To do
Your output is the line containing "Put a point on every instance of the woman" plus all lines after it to the end of the records, reproduced exactly, with nothing else.

Available records
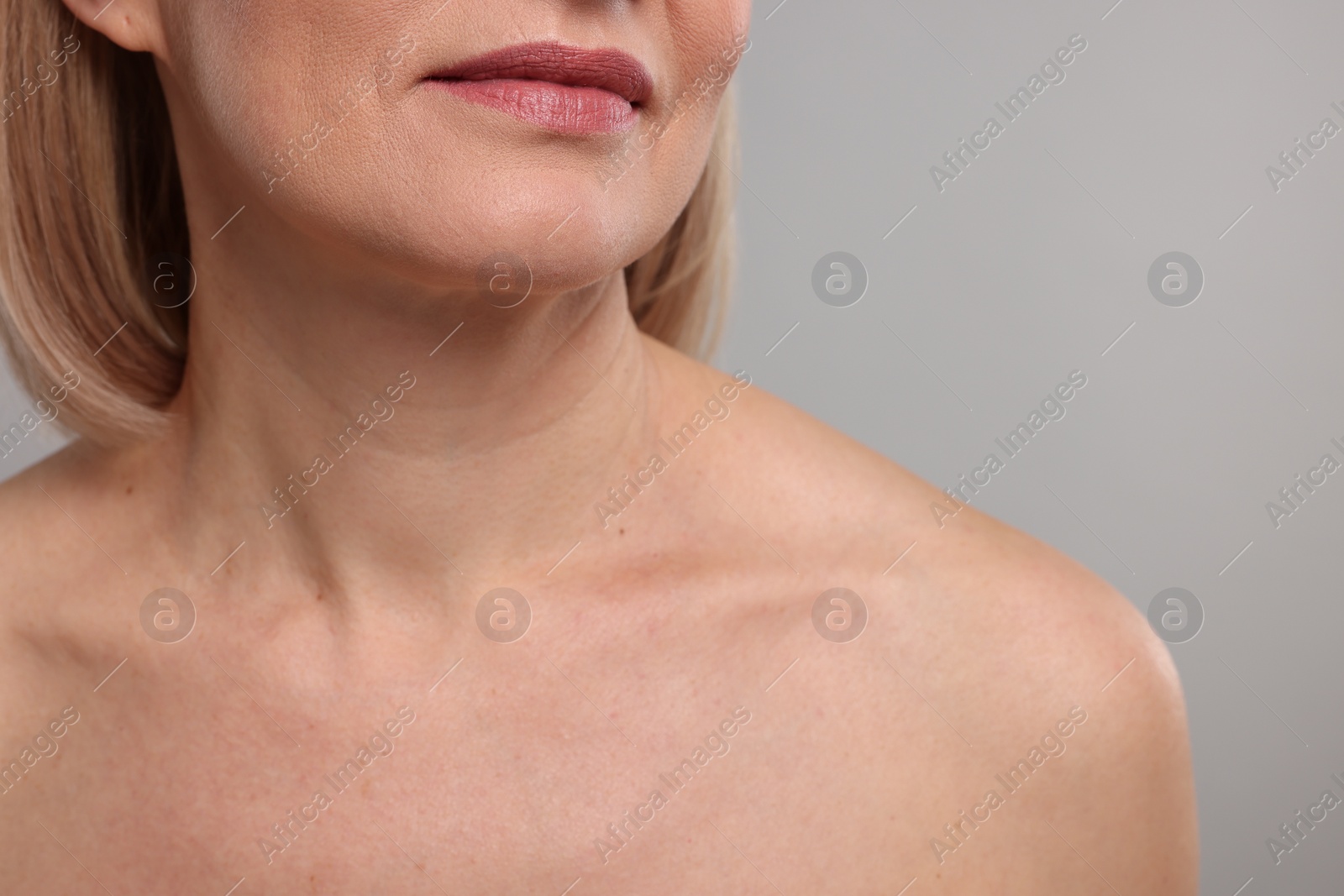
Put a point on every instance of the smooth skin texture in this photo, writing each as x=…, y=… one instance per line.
x=313, y=629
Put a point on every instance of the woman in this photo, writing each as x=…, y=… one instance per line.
x=405, y=550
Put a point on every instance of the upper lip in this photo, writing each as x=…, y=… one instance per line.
x=606, y=67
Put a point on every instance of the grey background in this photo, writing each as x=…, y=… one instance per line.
x=1030, y=265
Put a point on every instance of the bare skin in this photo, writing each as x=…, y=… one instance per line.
x=643, y=641
x=685, y=611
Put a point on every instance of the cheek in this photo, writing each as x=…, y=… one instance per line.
x=272, y=94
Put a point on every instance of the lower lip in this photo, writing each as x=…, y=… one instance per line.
x=561, y=107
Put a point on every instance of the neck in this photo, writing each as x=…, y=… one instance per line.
x=354, y=441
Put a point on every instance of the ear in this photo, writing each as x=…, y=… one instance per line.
x=131, y=24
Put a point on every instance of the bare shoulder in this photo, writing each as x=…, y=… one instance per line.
x=1010, y=634
x=57, y=580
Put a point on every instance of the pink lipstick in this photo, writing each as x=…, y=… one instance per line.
x=555, y=86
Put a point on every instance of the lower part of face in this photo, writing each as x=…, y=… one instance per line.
x=353, y=121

Solution
Put a point on every instance of the woman in this photo, writing each as x=…, y=… one instance per line.
x=405, y=550
Put a point on every instance of the upper lip in this photo, writing each as x=…, y=… one instance per line.
x=606, y=67
Put a point on every instance of the grey background in this photo, writing each as x=…, y=… one instance per line.
x=1030, y=265
Put a point on every instance of the bare skin in this photo, writing each as x=…, y=… one instance per line.
x=643, y=641
x=685, y=611
Put a point on every instance of the cheek in this photo, writing each as x=…, y=… one instance per line.
x=272, y=94
Put a point on every instance of the lower lip in this photo, writing each as x=…, y=… one instance per line.
x=561, y=107
Put a point on every instance of the neck in this photo, writing each as x=…, y=… one instance per line.
x=354, y=441
Put a point on every instance of the ear in this photo, writing each as x=…, y=… one instance per line.
x=131, y=24
Put a point on every instance of the bare shoulder in this photo, writing each as x=…, y=… one instance per line.
x=1010, y=634
x=57, y=580
Put a point on every instance of the pink lipstick in this photo, writing each as x=…, y=… one instance per line.
x=555, y=86
Put a point on every instance of the lower part of face in this photo, writing each as x=…, y=… one instance per line.
x=353, y=121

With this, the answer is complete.